» **What you will do**:
Your reply must contain exactly the lines running from the one with "Mark a point on each instance of the car" to the last line of the entries below, both included, and no other lines.
(Supplied entries Opens)
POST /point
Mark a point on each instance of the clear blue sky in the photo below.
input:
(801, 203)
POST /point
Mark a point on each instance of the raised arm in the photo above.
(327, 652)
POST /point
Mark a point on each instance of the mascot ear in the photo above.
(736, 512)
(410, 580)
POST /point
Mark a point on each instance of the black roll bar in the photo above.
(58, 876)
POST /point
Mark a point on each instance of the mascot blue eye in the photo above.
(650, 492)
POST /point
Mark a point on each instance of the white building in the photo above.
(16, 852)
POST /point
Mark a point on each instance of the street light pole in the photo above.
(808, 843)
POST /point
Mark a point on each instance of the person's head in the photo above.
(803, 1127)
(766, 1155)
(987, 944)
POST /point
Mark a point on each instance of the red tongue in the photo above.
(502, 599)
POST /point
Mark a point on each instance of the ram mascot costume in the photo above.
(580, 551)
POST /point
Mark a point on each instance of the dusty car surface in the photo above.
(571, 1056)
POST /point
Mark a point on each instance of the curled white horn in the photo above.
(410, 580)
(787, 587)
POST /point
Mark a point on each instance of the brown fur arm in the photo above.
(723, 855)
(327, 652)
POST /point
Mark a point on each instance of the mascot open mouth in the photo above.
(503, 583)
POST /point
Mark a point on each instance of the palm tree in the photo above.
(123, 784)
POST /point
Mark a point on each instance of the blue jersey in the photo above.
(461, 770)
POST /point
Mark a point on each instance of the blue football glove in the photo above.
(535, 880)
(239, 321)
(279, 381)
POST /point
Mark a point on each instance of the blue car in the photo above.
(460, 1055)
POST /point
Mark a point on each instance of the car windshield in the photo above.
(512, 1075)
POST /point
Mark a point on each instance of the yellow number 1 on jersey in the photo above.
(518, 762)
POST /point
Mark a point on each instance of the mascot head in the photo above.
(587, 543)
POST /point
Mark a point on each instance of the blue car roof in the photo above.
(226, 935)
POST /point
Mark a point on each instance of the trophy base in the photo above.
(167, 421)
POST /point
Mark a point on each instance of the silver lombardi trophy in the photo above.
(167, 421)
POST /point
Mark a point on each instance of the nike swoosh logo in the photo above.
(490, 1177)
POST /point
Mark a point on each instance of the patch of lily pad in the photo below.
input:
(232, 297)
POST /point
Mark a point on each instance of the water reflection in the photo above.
(Supplied entries Closes)
» **Exercise solution**:
Mark a point on each instance of the car windshield in the photo above.
(512, 1075)
POST /point
Mark a point on each instance of the yellow number 1 on jersey in the photo above.
(518, 762)
POST /point
Mark a point on each instance of the mascot head in the photo above.
(587, 543)
POST /point
Mark a point on each instance of the blue car roof in the photo above.
(226, 935)
POST /point
Mark a point on each instance of the trophy base in the photo above.
(167, 421)
POST /point
Mark a point on each instance of the silver lombardi trophy in the photo above.
(167, 421)
POST /point
Mark a point on each instance of the nike swoosh logo in the photo above.
(490, 1177)
POST /point
Mark a point on each instance of the patch of lily pad in the photo below.
input:
(232, 297)
POST /point
Mark a point on each instance of the water reflection in the photo above.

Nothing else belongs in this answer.